WHAT TO DO: Go to the line that contains "i wanna know where the deer chin" and extract it along with every line after it, exactly, through the end of the data below.

BEGIN SUPPLIED RECORDS

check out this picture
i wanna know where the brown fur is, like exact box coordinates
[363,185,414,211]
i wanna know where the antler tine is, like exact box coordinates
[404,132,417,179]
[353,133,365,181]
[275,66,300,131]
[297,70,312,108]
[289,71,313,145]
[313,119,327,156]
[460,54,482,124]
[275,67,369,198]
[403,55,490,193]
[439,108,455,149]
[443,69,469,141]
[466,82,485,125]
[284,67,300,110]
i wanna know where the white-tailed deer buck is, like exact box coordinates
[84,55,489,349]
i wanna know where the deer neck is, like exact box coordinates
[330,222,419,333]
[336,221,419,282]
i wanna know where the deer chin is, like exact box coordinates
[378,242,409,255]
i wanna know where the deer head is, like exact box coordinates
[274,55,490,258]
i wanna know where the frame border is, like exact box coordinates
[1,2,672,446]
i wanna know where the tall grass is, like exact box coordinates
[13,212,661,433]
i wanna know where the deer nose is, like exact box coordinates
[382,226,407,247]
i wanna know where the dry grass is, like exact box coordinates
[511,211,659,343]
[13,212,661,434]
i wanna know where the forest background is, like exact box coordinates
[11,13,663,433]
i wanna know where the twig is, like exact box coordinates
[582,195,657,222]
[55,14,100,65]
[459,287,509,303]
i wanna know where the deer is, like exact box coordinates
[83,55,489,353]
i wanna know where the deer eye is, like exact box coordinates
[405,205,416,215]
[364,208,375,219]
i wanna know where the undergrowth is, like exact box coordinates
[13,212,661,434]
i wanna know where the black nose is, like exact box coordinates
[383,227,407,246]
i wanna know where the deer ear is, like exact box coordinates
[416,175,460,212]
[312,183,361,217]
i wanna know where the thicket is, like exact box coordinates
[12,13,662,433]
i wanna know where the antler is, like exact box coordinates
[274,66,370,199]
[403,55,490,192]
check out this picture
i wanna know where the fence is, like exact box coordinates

END SUPPLIED RECORDS

EXPECTED ANSWER:
i wanna know where the deer chin is, like exact box coordinates
[378,242,409,255]
i wanna know where the deer head is, like exact box coordinates
[274,55,490,258]
i wanna know where the frame border is, like exact box coordinates
[1,2,672,446]
i wanna know where the tall grass is, like exact box coordinates
[13,212,661,433]
i wanna know where the deer nose is, like exact box coordinates
[382,226,407,247]
i wanna know where the dry grass is, like exact box coordinates
[511,211,659,343]
[13,212,661,434]
i wanna know where the forest background is, like exact box coordinates
[11,13,663,433]
i wanna know where the twig is, like exact box coordinates
[582,195,657,222]
[55,14,100,65]
[459,287,509,303]
i wanna know where the deer is, like exact box coordinates
[83,55,489,353]
i wanna know where the deer eye is, like exact box coordinates
[405,205,416,215]
[364,208,375,219]
i wanna know where the undergrowth is, like exact box coordinates
[13,212,661,434]
i wanna know where the black nose is, like exact box coordinates
[383,227,407,246]
i wanna know where the deer ear is, like exact box coordinates
[416,175,460,212]
[312,183,361,217]
i wanna know where the thicket is, like exact box coordinates
[12,13,662,433]
i wanna know where the antler is, like exact box coordinates
[274,66,370,199]
[403,55,490,192]
check out this picture
i wanna know where the fence is, like exact box coordinates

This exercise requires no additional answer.